For the Hannover-based Beller, art is something that she lives and breathes. Having studied architecture originally, her creative process incorporates discipline juxtaposed with intuition. Remaining open to possibility has led to her joining Web3, being one of the many emerging artists to benefit from minting their art on the blockchain. Despite the expectations to be always online, Beller understands the importance of staying present in life and creative expression.
Margaret Murphy: You originally studied architecture. In what ways does architecture influence you as a visual artist working in abstraction?
Anna Beller: Working several years as an architect has shaped me a lot from an aesthetics point of view, but it also equipped me with some pragmatism. In architectural design and drawing, you work in series, testings and variations. You shape, repeat, delete, and start again. You work with concepts and logic structures, proportions and colour schemes. Mostly you don’t have much time.

_ITEMS_:
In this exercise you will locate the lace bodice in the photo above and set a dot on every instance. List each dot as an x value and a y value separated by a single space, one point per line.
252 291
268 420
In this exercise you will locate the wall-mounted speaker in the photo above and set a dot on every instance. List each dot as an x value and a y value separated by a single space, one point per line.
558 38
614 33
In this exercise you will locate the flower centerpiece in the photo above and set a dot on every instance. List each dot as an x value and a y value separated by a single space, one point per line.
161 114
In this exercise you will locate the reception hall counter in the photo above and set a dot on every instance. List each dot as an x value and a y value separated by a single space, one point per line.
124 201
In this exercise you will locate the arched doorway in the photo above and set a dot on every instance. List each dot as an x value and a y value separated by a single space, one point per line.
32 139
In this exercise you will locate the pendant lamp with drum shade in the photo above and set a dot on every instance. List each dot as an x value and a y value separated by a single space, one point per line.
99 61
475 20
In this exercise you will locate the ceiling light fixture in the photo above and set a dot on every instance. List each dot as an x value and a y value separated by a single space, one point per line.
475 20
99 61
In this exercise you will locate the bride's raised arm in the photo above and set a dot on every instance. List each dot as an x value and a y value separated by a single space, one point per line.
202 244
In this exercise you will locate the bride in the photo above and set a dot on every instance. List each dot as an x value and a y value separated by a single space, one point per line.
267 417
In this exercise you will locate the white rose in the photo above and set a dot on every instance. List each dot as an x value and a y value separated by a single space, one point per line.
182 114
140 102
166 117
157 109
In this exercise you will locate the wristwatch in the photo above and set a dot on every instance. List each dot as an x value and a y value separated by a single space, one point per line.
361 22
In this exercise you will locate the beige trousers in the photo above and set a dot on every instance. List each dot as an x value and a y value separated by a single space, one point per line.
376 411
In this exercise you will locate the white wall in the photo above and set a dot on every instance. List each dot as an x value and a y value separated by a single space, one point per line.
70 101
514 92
...
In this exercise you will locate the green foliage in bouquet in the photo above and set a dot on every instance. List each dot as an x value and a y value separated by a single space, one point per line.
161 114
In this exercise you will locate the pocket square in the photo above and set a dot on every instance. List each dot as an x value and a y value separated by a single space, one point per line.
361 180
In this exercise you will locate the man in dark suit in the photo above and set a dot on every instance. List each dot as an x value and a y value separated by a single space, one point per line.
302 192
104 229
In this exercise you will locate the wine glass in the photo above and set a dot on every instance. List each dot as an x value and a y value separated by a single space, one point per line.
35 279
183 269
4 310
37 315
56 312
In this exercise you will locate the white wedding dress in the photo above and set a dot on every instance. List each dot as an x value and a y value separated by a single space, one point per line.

_WHAT TO WORK ON_:
1 > In the Anna Beller interview, list the things she says you work with in architectural design and drawing.
2 > Write the next part of the Anna Beller interview, picking up after its last sentence.
The rows have no connection to the Anna Beller interview.

_IN RESPONSE_:
1 > concepts, logic structures, proportions, colour schemes

2 >
As an artist I work fast and in series, with concepts and the points. In my digital series, many times I work with geometric ideas and I use architectural software. My larger painting process-based works are quite different. I work with fluid colour. I don’t like borders, I mostly work on large unstretched canvas on the floor. Still, I’m designing and it’s very much about aesthetics, complemented by personal expression and using my body in the physical act of painting.
Contrary to architectural drawings I avoid using scale in my abstract expression: Abstract art is being experienced in a “scaleless” way—opening the doors to another space has been most fascinating to me.
MM: In an interview with RightClickSave, you stated that art can be like a religion—could you elaborate on that idea as it relates to your own art?
AB: Many people living in hectic cities frequently go to museums on Sundays, they probably don’t go to church services. These people experience art in silent rooms surrounded by complementing architecture. They find something to hold on to when looking at it. Some have an art collection at home and have a relationship with it, or maybe an art book, or are looking at an NFT.
In the end, art can give you power and trust. It can be something to believe in beyond the physical dimension. I’ve been visiting museums and galleries since childhood, soaking up art. Today, going to museums can calm me and allow me to connect to a different space. Art provides me with an experience of timelessness and spacelessness.
MM: Your color choices range from subtle and muted pastels to bright primary colours, there is much personality in them. What is your relationship with colour?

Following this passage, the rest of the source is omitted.